:: ACTION ITEM ::
Leave every picture out and return the rest of the listing verbatim.
◇ ◇ ◇
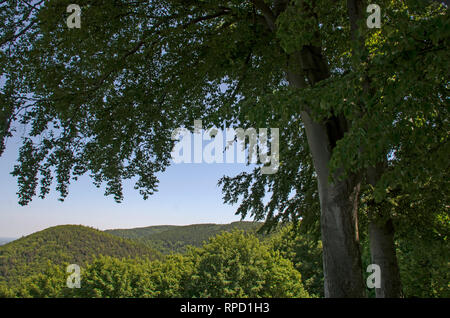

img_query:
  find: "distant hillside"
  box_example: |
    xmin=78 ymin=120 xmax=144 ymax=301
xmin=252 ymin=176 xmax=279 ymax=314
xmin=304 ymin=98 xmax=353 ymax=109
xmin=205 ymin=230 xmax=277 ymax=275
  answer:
xmin=105 ymin=225 xmax=178 ymax=240
xmin=0 ymin=225 xmax=161 ymax=286
xmin=0 ymin=222 xmax=267 ymax=287
xmin=106 ymin=221 xmax=264 ymax=253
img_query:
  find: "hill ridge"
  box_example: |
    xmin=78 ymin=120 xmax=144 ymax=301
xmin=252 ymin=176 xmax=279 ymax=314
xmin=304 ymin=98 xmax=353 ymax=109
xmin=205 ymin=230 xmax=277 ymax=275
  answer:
xmin=105 ymin=221 xmax=264 ymax=254
xmin=0 ymin=224 xmax=160 ymax=286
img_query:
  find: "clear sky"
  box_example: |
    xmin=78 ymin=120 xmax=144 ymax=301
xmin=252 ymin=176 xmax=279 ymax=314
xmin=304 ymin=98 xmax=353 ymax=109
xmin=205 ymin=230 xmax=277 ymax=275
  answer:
xmin=0 ymin=131 xmax=254 ymax=238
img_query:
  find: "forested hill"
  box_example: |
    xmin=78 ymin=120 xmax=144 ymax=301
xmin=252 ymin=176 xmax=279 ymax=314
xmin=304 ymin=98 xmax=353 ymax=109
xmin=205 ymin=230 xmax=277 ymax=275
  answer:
xmin=0 ymin=225 xmax=161 ymax=286
xmin=105 ymin=221 xmax=264 ymax=253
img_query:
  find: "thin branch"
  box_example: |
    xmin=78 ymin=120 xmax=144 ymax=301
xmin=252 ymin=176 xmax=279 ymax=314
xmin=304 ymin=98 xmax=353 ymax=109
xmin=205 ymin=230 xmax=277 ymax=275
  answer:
xmin=182 ymin=8 xmax=232 ymax=29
◇ ◇ ◇
:: EXERCISE RESULT ::
img_query:
  find: "distant hillside"
  box_example: |
    xmin=78 ymin=120 xmax=144 ymax=301
xmin=252 ymin=176 xmax=279 ymax=314
xmin=304 ymin=98 xmax=353 ymax=109
xmin=205 ymin=230 xmax=277 ymax=275
  answer:
xmin=105 ymin=225 xmax=178 ymax=240
xmin=0 ymin=225 xmax=161 ymax=286
xmin=0 ymin=222 xmax=267 ymax=287
xmin=106 ymin=221 xmax=264 ymax=253
img_query:
  find: "hill ridge"
  box_example: |
    xmin=78 ymin=120 xmax=144 ymax=301
xmin=252 ymin=176 xmax=279 ymax=314
xmin=304 ymin=98 xmax=353 ymax=109
xmin=205 ymin=230 xmax=277 ymax=275
  answer:
xmin=105 ymin=221 xmax=264 ymax=254
xmin=0 ymin=224 xmax=160 ymax=286
img_query:
  find: "clear sky"
  box_example: |
    xmin=78 ymin=120 xmax=144 ymax=301
xmin=252 ymin=176 xmax=279 ymax=314
xmin=304 ymin=98 xmax=353 ymax=109
xmin=205 ymin=230 xmax=277 ymax=275
  answer:
xmin=0 ymin=131 xmax=254 ymax=238
img_query:
  find: "forested hill"
  box_example: |
    xmin=78 ymin=120 xmax=144 ymax=301
xmin=252 ymin=176 xmax=279 ymax=314
xmin=304 ymin=98 xmax=353 ymax=109
xmin=205 ymin=230 xmax=277 ymax=275
  answer:
xmin=0 ymin=225 xmax=161 ymax=286
xmin=105 ymin=221 xmax=264 ymax=253
img_query:
  find: "thin branch"
  box_example: |
    xmin=78 ymin=120 xmax=144 ymax=301
xmin=252 ymin=176 xmax=279 ymax=314
xmin=304 ymin=98 xmax=353 ymax=109
xmin=205 ymin=230 xmax=277 ymax=275
  answer:
xmin=182 ymin=8 xmax=232 ymax=29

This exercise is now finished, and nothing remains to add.